[What the task asks] Copy out exactly the lines from the line containing "the distant hillside" to the end of the listing.

[Coordinate annotation records]
_ _ _ _
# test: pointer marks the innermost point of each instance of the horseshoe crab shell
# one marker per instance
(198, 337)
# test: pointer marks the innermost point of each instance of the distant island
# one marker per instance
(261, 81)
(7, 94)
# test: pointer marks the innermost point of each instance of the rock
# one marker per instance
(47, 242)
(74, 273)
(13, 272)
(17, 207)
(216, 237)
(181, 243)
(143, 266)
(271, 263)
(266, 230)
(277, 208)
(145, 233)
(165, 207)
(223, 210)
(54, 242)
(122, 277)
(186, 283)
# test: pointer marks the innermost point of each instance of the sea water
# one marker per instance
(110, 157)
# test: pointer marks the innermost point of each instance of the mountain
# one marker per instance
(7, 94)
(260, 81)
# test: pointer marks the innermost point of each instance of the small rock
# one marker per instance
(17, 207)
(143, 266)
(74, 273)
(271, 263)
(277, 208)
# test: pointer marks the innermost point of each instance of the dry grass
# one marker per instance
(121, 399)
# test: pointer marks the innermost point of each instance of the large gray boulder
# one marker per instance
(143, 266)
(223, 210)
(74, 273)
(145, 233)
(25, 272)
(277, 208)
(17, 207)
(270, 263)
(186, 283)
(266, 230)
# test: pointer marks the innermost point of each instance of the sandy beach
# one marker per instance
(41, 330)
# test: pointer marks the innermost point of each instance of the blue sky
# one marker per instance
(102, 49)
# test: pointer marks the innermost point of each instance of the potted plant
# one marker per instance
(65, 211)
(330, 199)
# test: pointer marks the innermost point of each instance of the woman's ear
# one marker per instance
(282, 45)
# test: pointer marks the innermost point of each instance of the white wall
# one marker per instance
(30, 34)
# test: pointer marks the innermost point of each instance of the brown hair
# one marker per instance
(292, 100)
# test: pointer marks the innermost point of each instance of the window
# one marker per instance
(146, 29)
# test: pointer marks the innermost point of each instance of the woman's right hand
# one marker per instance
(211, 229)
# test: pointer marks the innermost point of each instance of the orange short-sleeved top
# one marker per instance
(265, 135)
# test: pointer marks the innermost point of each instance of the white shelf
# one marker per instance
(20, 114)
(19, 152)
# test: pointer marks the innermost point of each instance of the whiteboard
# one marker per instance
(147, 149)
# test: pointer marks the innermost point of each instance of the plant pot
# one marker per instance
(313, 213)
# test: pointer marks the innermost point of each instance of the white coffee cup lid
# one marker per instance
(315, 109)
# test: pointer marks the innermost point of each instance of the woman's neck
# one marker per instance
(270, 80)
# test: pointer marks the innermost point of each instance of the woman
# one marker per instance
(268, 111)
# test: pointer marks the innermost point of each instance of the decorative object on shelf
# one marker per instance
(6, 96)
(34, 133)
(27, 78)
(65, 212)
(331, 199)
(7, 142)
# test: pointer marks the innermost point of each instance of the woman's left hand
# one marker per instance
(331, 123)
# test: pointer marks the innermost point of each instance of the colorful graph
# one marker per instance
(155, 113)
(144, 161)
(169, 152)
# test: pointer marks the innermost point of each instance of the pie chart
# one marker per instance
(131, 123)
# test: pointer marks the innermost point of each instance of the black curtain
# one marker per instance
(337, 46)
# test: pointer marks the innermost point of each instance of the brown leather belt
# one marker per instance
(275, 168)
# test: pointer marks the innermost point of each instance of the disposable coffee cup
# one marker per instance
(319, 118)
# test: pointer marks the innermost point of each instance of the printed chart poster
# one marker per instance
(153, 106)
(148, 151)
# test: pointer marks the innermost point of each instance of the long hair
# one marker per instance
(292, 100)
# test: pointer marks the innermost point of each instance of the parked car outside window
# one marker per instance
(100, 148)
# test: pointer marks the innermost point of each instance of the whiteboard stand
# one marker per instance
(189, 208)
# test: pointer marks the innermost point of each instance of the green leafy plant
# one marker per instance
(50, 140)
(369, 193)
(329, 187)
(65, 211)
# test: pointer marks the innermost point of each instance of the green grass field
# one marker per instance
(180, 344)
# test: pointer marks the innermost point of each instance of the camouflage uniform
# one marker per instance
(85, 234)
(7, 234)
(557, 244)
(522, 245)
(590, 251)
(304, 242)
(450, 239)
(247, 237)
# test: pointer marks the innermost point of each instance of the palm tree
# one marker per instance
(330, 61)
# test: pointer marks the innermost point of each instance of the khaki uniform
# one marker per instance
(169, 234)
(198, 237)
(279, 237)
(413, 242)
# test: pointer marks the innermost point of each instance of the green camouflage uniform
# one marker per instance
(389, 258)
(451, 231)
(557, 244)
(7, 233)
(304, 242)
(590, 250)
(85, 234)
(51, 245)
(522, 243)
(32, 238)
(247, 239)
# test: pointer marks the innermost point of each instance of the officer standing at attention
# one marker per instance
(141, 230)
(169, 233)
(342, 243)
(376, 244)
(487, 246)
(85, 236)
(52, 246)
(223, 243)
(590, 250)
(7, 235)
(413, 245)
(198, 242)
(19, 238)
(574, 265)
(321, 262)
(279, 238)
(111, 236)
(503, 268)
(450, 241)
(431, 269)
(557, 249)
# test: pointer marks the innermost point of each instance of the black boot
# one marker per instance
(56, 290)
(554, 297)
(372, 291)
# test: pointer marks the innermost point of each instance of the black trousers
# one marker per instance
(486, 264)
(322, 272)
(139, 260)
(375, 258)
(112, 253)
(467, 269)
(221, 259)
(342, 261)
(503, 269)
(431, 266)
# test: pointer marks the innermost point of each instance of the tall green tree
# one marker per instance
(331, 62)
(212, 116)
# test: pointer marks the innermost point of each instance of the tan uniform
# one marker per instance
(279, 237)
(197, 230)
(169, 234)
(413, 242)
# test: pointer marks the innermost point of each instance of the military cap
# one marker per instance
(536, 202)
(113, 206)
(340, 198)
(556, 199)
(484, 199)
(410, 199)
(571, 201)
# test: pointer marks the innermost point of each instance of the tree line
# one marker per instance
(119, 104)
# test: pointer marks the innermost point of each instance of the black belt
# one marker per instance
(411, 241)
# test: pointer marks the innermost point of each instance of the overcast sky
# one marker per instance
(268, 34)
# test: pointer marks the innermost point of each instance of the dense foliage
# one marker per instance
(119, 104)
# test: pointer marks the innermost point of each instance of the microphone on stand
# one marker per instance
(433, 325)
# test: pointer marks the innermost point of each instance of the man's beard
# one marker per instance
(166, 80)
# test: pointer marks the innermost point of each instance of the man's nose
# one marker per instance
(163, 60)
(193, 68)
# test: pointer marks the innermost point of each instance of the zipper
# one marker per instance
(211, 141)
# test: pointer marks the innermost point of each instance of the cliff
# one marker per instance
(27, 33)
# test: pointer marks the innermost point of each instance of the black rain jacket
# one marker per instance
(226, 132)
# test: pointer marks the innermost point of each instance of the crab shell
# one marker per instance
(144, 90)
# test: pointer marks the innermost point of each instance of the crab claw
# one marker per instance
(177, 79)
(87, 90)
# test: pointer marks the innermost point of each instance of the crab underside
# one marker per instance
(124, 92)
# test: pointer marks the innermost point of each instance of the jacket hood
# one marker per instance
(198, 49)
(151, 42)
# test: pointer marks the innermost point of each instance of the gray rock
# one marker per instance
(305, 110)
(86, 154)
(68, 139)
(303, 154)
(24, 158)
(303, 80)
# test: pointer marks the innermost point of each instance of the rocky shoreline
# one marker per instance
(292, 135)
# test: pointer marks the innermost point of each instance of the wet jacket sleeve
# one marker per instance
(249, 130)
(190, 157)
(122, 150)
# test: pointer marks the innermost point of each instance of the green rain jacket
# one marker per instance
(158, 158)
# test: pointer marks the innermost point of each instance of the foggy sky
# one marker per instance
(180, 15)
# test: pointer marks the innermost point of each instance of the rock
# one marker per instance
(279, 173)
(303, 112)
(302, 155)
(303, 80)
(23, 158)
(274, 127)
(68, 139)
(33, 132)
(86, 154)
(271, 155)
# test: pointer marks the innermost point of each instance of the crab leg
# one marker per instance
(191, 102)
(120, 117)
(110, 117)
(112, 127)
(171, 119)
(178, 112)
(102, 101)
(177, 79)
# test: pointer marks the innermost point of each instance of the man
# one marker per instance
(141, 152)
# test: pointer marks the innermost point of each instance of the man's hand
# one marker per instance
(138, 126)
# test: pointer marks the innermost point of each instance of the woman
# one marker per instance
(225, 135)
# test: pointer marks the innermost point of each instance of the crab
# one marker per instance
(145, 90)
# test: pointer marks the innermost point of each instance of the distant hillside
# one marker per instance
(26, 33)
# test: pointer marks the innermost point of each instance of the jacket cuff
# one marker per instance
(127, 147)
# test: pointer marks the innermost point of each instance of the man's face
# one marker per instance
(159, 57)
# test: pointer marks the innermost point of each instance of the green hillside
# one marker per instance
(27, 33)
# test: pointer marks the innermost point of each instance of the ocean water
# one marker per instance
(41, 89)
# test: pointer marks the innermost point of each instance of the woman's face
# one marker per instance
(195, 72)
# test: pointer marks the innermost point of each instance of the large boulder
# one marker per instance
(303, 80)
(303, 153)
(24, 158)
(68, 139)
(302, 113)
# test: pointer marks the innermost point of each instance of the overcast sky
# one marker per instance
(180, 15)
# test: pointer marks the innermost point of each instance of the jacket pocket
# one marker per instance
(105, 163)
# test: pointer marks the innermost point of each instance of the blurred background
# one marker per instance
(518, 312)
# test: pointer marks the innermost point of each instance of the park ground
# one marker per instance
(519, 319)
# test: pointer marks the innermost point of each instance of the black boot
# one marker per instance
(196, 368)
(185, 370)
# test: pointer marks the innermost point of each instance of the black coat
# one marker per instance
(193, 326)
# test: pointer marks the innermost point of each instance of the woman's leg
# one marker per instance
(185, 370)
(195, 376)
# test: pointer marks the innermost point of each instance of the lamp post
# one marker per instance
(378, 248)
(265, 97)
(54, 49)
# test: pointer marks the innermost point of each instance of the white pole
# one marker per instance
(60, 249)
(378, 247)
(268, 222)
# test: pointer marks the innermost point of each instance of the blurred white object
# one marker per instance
_ _ _ _
[Full response]
# test: pointer marks the innermost point of each instance of the distant hillside
# one marker per instance
(26, 33)
# test: pointer marks the innermost point of each instance of the jacket cuff
# one marker per instance
(127, 147)
# test: pointer marks the innermost point of each instance of the man's face
# one marker per instance
(159, 57)
# test: pointer marks the innermost point of each instance of the green hillside
# one marker per instance
(27, 33)
# test: pointer marks the innermost point of each instance of the ocean water
# one marker per instance
(41, 89)
# test: pointer marks the innermost point of each instance of the woman's face
# one marker per instance
(195, 72)
# test: pointer marks the innermost point of each instance of the large boulder
# one marker per instance
(303, 80)
(303, 153)
(24, 158)
(68, 139)
(302, 113)
# test: pointer marks the innermost point of each instance of the overcast sky
# one marker per instance
(180, 15)
# test: pointer marks the innermost point of each instance of the jacket pocket
# one marker per instance
(105, 163)
# test: pointer marks the innermost point of each instance of the blurred background
# one marker per instance
(518, 312)
# test: pointer marks the innermost point of each instance of the park ground
# one marker per instance
(519, 319)
# test: pointer marks the innermost point of each instance of the black boot
# one marker per instance
(196, 368)
(185, 370)
# test: pointer marks the innermost point of each instance of the black coat
# one marker per instance
(193, 326)
# test: pointer marks the innermost point of each instance of the woman's leg
# one marker per instance
(185, 370)
(195, 376)
# test: pointer marks the innermost point of each instance of the lamp post
# one marker per instance
(378, 248)
(265, 97)
(54, 49)
# test: pointer marks the innermost point of each instance of the white pole
# one marker per instance
(60, 249)
(378, 247)
(268, 222)
# test: pointer marks the innermost point of each instance of the blurred white object
# one marker per instance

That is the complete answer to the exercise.